QUESTIONS.
a) In the convention commentary, rewrite the stretch from "FLOTUS Wasn’t the" through "and across arenas.", changing "signage" to "placards".
b) List the speakers whose speeches at last night's DNC the convention commentary calls exceptional.
c) Carry the convention commentary forward from its last sentence.

TEXT SHOWN.
==================================================
FLOTUS Wasn’t the Only Lady to Go to Bat for Obama Last Night

Philly's own Allyson Schwartz rules the Charlotte stage with a fan of bright women.

Last night, a friend of mine offered this summation of late summer’s political season: “Conventions are so conventional.” And much as it pains me to admit it, a more succinct and appropriate description of the past two weeks in national politics I have not yet found. The conventions of political conventions can get pretty freaking exhausting: the yelling, the fist pumping, the hordes of carefully distributed mass-produced signage, the catchphrases and buzzwords and “American values” and “American families” and “God Bless Americas” thrown thick and fast around superdomes and across arenas.

Yet beneath the trappings of gimmickry—both red and blue—that so enshroud these late-summer party tents, there are some real statements being made about the demographics, priorities and emotional cores of the Democratic and Republican parties. And though last night’s DNC did feature the exceptional speeches of Deval Patrick, Julian Castro and our beloved FLOTUS, it came as a sweet relief when the Dems’ relentless mantra of “Moving Forward” was left alone long enough for the convention footage to speak for itself.
==================================================
DATA TO EXAMINE.
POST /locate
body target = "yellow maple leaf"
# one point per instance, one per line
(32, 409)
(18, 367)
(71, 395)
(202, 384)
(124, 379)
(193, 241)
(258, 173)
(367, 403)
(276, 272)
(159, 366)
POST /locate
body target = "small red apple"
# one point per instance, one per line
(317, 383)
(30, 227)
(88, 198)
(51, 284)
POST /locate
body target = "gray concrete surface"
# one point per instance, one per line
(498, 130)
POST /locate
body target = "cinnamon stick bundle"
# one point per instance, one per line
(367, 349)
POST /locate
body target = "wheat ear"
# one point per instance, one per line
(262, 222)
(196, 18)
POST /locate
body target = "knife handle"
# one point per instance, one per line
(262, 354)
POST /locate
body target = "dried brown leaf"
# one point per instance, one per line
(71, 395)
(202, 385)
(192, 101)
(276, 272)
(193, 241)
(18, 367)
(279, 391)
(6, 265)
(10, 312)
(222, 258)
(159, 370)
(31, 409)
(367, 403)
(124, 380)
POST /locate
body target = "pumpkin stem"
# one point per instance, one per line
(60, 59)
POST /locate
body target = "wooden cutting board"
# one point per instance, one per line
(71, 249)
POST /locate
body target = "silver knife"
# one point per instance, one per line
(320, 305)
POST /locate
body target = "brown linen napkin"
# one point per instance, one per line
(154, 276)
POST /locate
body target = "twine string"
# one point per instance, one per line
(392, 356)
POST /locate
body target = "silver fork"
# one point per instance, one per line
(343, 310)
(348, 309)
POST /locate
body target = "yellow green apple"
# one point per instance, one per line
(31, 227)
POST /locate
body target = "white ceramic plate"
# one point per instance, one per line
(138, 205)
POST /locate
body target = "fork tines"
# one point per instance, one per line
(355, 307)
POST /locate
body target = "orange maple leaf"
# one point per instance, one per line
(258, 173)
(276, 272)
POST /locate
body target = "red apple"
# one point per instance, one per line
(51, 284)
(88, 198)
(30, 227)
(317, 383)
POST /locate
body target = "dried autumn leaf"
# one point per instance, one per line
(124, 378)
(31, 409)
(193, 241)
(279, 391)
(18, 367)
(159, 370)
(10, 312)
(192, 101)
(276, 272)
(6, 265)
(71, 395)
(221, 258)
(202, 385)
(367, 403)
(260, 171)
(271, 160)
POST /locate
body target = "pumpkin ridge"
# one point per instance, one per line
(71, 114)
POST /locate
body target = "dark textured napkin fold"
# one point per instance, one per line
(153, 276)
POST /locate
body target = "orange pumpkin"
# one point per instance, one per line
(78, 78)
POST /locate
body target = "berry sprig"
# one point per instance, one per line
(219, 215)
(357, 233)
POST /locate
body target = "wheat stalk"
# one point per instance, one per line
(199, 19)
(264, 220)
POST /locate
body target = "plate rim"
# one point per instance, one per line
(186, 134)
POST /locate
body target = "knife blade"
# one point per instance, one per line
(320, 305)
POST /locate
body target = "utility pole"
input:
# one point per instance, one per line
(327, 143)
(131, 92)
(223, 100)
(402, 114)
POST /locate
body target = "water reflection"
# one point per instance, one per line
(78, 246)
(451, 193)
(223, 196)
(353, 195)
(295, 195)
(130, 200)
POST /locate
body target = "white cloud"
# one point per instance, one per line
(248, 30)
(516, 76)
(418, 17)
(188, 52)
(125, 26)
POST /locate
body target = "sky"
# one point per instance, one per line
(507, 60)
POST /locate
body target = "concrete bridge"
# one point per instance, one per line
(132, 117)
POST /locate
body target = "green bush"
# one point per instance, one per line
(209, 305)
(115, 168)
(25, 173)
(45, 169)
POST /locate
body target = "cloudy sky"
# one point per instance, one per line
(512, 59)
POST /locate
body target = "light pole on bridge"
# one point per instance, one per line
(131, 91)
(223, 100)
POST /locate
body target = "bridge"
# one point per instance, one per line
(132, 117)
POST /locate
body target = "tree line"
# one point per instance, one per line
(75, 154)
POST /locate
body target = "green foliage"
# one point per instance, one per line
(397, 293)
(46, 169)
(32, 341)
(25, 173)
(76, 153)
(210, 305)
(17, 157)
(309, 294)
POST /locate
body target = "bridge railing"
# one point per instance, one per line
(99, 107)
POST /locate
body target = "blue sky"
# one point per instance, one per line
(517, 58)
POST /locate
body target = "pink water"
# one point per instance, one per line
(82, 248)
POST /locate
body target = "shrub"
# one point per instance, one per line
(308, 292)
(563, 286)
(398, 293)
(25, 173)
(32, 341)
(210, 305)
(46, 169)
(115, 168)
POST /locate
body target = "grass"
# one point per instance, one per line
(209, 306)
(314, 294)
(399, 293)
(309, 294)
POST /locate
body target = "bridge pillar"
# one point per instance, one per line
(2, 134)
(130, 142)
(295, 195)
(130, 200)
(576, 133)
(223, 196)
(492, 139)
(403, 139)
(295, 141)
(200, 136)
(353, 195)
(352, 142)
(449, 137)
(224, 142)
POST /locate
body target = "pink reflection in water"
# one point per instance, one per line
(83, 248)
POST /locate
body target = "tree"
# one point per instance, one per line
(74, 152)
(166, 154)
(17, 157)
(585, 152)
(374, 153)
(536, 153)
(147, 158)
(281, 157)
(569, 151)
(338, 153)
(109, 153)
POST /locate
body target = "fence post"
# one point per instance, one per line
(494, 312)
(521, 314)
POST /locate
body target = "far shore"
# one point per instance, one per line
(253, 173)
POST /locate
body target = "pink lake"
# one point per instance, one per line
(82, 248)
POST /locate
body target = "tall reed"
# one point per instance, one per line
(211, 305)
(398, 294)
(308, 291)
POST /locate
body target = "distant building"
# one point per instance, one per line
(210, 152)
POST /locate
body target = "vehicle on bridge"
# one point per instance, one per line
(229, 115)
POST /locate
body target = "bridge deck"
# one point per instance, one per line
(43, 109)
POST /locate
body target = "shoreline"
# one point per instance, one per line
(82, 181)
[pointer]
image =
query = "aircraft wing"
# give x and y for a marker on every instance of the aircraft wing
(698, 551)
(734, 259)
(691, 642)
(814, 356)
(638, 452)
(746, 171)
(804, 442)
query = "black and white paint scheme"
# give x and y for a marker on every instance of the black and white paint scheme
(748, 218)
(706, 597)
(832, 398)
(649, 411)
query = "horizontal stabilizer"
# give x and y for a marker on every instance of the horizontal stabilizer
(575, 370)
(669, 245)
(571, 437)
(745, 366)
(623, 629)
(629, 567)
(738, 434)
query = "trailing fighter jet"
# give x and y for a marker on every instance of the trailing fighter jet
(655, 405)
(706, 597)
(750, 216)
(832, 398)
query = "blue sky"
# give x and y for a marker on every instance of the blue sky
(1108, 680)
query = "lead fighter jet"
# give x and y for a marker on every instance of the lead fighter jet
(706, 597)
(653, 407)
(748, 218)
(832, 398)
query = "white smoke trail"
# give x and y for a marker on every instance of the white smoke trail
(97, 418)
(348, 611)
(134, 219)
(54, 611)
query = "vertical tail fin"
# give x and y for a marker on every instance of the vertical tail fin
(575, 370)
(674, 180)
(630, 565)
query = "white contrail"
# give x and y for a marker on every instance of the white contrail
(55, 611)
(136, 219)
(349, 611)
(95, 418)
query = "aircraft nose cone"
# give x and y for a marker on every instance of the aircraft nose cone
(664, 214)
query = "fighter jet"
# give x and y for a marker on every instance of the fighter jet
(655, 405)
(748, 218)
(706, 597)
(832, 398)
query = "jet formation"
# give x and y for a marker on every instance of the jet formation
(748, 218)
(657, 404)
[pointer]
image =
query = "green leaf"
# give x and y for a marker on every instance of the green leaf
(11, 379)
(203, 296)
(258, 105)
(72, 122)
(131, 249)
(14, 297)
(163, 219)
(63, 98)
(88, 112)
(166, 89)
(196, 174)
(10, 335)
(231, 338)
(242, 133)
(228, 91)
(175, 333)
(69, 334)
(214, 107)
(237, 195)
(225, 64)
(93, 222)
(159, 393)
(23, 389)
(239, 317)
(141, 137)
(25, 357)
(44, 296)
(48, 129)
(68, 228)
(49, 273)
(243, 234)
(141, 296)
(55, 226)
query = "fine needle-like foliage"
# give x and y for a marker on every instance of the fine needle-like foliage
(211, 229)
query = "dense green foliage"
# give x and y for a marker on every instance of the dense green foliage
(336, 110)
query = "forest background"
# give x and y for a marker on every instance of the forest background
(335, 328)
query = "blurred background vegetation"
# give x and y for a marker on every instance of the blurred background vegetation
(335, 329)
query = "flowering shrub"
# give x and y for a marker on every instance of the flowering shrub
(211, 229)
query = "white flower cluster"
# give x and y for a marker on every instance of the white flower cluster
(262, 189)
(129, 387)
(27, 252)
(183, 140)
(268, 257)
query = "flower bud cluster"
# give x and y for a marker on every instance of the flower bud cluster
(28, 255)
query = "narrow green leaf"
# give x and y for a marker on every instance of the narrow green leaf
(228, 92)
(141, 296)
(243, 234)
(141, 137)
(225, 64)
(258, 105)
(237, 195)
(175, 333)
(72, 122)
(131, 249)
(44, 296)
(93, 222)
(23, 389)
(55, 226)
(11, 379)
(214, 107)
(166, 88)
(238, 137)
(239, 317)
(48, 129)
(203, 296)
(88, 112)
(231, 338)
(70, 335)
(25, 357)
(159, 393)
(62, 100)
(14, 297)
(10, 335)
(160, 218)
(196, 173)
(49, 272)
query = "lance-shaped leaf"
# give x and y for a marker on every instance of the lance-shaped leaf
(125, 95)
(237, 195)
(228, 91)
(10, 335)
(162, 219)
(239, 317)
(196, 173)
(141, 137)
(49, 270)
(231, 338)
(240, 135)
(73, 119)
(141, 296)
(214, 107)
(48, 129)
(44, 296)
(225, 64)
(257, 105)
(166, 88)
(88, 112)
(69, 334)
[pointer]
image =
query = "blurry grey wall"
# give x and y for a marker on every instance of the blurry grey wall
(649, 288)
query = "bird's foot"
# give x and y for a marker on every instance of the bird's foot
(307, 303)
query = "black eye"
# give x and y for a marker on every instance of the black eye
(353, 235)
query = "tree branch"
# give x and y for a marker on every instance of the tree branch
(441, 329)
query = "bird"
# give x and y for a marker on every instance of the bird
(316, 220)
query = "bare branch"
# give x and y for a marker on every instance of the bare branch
==================================================
TASK RESULTS.
a)
FLOTUS Wasn’t the Only Lady to Go to Bat for Obama Last Night

Philly's own Allyson Schwartz rules the Charlotte stage with a fan of bright women.

Last night, a friend of mine offered this summation of late summer’s political season: “Conventions are so conventional.” And much as it pains me to admit it, a more succinct and appropriate description of the past two weeks in national politics I have not yet found. The conventions of political conventions can get pretty freaking exhausting: the yelling, the fist pumping, the hordes of carefully distributed mass-produced placards, the catchphrases and buzzwords and “American values” and “American families” and “God Bless Americas” thrown thick and fast around superdomes and across arenas.

b) Deval Patrick, Julian Castro, FLOTUS

c)
Because folks, a picture is worth a thousand “Moving Fowards.” And my favorite picture of last night was this one: Nancy Pelosi and the Democratic ladies of the House spanning the Charlottesville stage in every color of the rainbow; the rainbow in this case being both figurative (Nydia Velazquez of New York and Gwen Moore of Wisconsin were only two of the eight or so women of color on that stage) and literal (those ladies were rocking more solid jewel-tone pant- and skirt-suits than I knew existed).

The words put forth weren’t too bad, either. The representatives called, individually, for America to stand with Obama in championing health-care reform, combating violence against women and ensuring small business growth. My personal favorite speaker of the bunch was actually Pennsylvania Representative Allyson Schwartz, who declaimed in measured and comfortingly scream-free tones about the necessity of Medicare to all Americans, about her own experiences caring for an aging father, and about the commitment of President Obama to protecting and improving Medicare coverage.

But the image of those women all together on that stage, more than any other of the night, displayed what I believe to be the Democratic party’s true strength: the support base of women and communities of color from which it draws. Sure, the demonstration of solidarity with oppressed minorities didn’t go nearly far enough. Sure, Nancy Pelosi pissed me off with her ginormous pearls and her insistence on introducing herself as Grandma Mimi, and extolling her ultimate feminine role of wife and mother. Sure, the closing send-off music was a hackneyed choice: that The First Wives Club classic “Sisters Are Doing it for Themselves,” which features such delightfully normative lines as “the ‘inferior sex‘ got a new exterior” and “we ain’t layin plans, cause a man still loves a woman, and a woman still loves a man.”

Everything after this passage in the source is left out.